Copy out the lines of the rows below, starting with the line that contains "Note to the class: point at the door" and going on through the end of the rows, and shift every coordinate in the answers by adding 22 to it. Give only those lines.

Dataset rows
· · · · · · ·

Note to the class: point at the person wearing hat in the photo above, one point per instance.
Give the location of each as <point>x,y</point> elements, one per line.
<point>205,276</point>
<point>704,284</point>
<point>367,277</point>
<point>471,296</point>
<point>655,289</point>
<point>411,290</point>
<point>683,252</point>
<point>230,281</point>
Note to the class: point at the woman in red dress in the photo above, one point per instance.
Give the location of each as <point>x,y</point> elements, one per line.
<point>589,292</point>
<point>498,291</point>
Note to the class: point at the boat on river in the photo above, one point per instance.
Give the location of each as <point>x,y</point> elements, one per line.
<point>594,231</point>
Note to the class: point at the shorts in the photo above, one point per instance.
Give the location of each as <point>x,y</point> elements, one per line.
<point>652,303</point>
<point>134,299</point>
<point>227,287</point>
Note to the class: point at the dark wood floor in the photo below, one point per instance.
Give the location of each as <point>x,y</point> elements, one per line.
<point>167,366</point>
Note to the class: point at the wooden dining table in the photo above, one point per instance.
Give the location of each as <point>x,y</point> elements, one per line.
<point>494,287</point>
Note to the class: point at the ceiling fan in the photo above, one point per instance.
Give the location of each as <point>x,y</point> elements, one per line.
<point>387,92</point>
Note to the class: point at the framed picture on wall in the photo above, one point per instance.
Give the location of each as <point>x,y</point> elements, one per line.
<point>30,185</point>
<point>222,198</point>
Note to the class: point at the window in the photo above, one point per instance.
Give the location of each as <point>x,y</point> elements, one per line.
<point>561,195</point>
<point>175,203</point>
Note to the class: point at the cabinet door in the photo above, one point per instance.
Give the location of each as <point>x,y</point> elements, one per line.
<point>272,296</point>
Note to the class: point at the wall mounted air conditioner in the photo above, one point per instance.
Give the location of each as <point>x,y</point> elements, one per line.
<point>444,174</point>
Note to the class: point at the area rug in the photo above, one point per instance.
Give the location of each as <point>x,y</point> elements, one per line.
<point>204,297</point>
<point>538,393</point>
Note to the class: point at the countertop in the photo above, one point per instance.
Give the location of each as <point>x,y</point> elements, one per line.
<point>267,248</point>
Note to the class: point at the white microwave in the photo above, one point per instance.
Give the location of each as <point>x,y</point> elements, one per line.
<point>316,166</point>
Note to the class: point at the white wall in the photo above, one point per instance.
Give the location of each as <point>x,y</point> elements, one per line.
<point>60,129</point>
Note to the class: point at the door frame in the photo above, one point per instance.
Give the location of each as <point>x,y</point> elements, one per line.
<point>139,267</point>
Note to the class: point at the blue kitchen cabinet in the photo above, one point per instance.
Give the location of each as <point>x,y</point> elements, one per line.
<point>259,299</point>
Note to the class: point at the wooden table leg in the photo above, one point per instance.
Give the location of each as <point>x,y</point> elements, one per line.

· · · · · · ·

Solution
Note to the class: point at the door frame in the photo above, one point per instance.
Give the location of each as <point>x,y</point> elements, one per line.
<point>161,289</point>
Note to the class: point at the blue kitchen cabinet in the photo above, one point per instance.
Give the location of each as <point>x,y</point> elements, one per line.
<point>281,321</point>
Note to the class: point at the wooden table leg in the photo above, one point per instance.
Give the location of each as <point>x,y</point> elements, one per line.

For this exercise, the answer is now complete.